Locate every line in the rows below that contains the word "black" and copy each of those lines.

* Begin Record list *

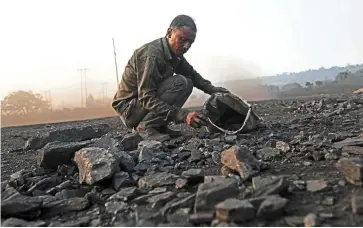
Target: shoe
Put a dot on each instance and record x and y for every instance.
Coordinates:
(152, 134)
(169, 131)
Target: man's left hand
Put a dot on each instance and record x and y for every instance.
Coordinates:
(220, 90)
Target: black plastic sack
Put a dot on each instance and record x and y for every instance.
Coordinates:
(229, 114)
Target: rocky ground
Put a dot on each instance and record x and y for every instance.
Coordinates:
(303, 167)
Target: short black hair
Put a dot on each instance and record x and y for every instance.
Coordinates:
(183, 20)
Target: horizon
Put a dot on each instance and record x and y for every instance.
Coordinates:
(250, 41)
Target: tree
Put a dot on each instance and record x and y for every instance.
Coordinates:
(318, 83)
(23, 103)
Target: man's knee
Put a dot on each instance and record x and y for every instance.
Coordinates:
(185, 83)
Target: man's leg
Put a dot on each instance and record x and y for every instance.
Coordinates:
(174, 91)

* End Record list *
* Begin Record list *

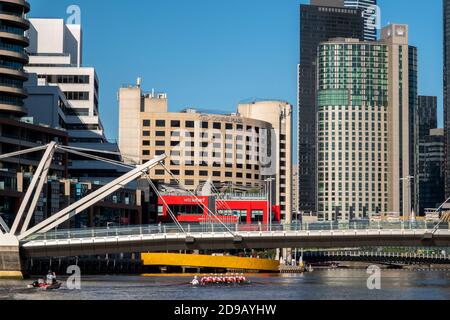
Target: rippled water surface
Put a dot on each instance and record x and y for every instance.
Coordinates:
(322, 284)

* End Record list *

Exercise result —
Target: black plastic sack
Target: short black hair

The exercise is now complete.